SCANDALE - MARTIN EDEN
Ces deux films m'ont déçue. J'en attendais plus et mieux. Je vais essayer de m'expliquer.
SCANDALE de Jay Roach **(*)
Avec Charlize Theron, Margot Robbie, Nicole Kidman
Inspiré de faits réels, Scandale nous plonge dans les coulisses d’une chaîne de télévision aussi puissante que controversée. Des premières étincelles à l’explosion médiatique, découvrez comment des femmes journalistes ont réussi à briser la loi du silence pour dénoncer l’inacceptable.
Ce grand lavage de linge sale se passe à Fox News influente chaîne de télé américaine. Il se chuchote que la chaîne prônant des idées très conservatrices aurait fortement contribué aux victoires de G.W. Bush et Donald Trump. On peut également lire que la chaîne est souvent accusée de soutenir des thèses conspirationnistes voire de mener des campagnes de désinformation. Une chaîne qu'on a envie d'aimer donc...
Néanmoins, gloire aux femmes qui ont mis fin aux pratiques du salop de patron libidineux Roger Ailes qui recrutait ses collaboratrices sur certains critères physiques : longues jambes, longs cheveux blonds, minceur... et imposait le port de la jupe extrêmement moulante sous peine de réduction de salaire ou de licenciement. Mais ces consignes et injonctions ne sont presque rien comparées aux harcèlement, injures et actes sexuels exigés.
Et pourtant pour ces femmes américaines, travailler dans ce sanctuaire est un aboutissement, un rêve et forcément comme toutes femmes abusées, de victimes elles se transforment en personnes consentantes. Il faut dire que les talents de manipulateur de Roger Ailes, interprété vaillamment et brillamment par John Lightow qui perd ici sa tête de brave homme (gros budget prothèses et latex), leur et nous ferait presque croire que ce sont elles qui sont demandeuses.

**Entrées d'annotation par boîtes englobantes**
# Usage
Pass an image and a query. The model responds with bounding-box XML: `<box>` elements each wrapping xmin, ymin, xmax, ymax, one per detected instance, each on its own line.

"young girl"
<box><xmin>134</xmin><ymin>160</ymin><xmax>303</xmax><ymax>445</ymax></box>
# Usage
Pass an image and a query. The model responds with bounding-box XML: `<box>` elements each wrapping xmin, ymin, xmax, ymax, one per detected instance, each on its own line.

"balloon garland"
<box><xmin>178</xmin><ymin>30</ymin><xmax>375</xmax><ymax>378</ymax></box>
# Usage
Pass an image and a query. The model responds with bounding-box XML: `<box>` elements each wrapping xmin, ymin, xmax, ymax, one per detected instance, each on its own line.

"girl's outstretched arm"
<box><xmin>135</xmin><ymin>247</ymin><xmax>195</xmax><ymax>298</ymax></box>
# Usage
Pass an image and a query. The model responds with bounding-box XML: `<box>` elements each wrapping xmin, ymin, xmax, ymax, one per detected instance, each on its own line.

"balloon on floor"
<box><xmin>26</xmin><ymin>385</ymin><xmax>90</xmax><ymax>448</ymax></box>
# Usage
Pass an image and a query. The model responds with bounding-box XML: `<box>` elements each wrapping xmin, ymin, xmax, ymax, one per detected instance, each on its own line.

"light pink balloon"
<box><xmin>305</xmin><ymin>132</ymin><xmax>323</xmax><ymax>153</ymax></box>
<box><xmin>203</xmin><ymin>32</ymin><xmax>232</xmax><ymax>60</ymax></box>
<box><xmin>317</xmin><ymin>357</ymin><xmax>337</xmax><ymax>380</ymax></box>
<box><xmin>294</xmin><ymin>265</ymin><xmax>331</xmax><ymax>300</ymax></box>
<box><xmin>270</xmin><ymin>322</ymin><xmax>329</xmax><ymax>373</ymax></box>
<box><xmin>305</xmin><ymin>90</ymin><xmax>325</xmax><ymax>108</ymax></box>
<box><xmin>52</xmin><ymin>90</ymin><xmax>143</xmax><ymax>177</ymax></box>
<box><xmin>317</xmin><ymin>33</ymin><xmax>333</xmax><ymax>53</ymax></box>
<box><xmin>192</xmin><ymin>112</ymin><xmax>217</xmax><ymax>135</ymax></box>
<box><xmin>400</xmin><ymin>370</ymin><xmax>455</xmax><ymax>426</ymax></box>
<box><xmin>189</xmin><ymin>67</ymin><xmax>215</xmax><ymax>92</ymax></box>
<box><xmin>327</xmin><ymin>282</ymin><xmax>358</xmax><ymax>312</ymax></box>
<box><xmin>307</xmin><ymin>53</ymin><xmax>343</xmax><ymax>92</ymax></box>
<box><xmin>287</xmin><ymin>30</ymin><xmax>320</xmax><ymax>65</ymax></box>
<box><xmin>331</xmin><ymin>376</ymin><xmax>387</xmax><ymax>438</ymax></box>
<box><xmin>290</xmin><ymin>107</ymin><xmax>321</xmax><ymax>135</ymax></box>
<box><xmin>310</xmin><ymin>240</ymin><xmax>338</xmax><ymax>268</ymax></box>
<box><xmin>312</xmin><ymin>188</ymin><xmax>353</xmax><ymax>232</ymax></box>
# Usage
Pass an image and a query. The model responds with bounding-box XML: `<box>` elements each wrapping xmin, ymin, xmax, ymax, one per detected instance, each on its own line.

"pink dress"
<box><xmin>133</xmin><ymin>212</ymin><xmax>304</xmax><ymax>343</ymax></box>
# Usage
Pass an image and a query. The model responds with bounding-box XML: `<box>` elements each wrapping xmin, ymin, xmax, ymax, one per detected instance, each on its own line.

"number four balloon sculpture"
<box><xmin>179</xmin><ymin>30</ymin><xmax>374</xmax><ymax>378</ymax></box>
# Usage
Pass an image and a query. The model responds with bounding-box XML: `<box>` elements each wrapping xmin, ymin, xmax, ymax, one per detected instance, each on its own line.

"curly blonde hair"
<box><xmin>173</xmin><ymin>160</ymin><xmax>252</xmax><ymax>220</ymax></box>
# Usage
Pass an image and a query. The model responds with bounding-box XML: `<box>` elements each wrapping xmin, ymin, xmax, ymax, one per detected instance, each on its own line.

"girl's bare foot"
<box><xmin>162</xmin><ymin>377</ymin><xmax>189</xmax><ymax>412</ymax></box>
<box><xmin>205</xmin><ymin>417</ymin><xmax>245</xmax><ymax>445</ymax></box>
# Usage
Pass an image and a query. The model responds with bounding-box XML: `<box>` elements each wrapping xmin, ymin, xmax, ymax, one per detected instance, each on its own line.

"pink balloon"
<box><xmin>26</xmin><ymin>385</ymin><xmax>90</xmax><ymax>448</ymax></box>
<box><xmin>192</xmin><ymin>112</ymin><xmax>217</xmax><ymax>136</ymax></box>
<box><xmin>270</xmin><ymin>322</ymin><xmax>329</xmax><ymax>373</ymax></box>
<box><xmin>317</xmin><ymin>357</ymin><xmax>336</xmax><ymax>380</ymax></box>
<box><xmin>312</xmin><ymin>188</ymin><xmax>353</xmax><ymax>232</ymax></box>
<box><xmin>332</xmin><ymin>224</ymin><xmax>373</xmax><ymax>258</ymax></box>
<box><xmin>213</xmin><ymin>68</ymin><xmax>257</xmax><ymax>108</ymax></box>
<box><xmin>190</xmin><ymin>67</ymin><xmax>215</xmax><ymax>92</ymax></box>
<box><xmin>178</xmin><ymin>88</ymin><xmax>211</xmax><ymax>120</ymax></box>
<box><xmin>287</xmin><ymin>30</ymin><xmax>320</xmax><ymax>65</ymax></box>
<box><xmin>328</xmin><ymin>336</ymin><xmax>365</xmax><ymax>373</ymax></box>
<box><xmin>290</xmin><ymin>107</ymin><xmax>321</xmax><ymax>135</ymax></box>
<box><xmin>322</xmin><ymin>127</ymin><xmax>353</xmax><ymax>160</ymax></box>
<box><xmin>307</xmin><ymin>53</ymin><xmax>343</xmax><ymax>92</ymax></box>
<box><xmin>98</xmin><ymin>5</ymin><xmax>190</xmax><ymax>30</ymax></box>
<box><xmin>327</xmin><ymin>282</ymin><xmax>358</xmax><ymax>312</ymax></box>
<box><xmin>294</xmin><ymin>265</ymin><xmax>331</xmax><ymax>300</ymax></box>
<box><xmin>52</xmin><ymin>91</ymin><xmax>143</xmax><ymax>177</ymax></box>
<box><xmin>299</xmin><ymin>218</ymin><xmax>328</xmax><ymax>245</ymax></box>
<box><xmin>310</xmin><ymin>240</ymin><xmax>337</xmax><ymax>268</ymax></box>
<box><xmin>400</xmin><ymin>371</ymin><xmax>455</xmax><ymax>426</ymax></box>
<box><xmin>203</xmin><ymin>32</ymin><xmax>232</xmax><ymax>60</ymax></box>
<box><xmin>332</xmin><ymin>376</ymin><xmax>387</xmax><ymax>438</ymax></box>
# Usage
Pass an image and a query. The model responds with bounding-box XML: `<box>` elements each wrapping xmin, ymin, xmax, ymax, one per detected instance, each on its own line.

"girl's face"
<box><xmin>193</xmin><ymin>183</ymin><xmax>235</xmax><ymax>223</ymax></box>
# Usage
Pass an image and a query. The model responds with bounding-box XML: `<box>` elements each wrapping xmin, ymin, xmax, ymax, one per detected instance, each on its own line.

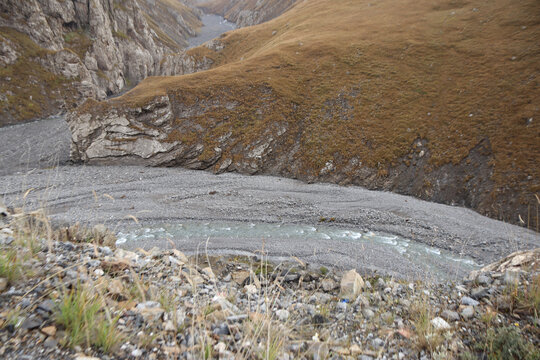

**TRAVAIL DEMANDÉ**
1 - Indiquez si chacune des affirmations suivantes est conforme à l'extrait, en répondant par oui ou par non et en citant les mots de l'extrait qui le justifient : (a) Roger Ailes est interprété par John Lightow ; (b) l'histoire de Scandale se déroule sur la chaîne CNN ; (c) les deux films ont répondu aux attentes de la personne qui écrit.
2 - Recopiez fidèlement le passage de l'extrait qui commence à « SCANDALE - MARTIN » et se termine à « envie d'aimer donc... ».
3 - D'après l'extrait, sur quels critères physiques Roger Ailes recrutait-il ses collaboratrices ?
La liste n'est d'aucune utilité pour cet exercice.

**RÉPONSES**
1 -
(a) Oui : « interprété vaillamment et brillamment par John Lightow ».
(b) Non : « Ce grand lavage de linge sale se passe à Fox News ».
(c) Non : « Ces deux films m'ont déçue. J'en attendais plus et mieux. »

2 -
SCANDALE - MARTIN EDEN
Ces deux films m'ont déçue. J'en attendais plus et mieux. Je vais essayer de m'expliquer.
SCANDALE de Jay Roach **(*)
Avec Charlize Theron, Margot Robbie, Nicole Kidman
Inspiré de faits réels, Scandale nous plonge dans les coulisses d’une chaîne de télévision aussi puissante que controversée. Des premières étincelles à l’explosion médiatique, découvrez comment des femmes journalistes ont réussi à briser la loi du silence pour dénoncer l’inacceptable.
Ce grand lavage de linge sale se passe à Fox News influente chaîne de télé américaine. Il se chuchote que la chaîne prônant des idées très conservatrices aurait fortement contribué aux victoires de G.W. Bush et Donald Trump. On peut également lire que la chaîne est souvent accusée de soutenir des thèses conspirationnistes voire de mener des campagnes de désinformation. Une chaîne qu'on a envie d'aimer donc...

3 - Longues jambes, longs cheveux blonds, minceur.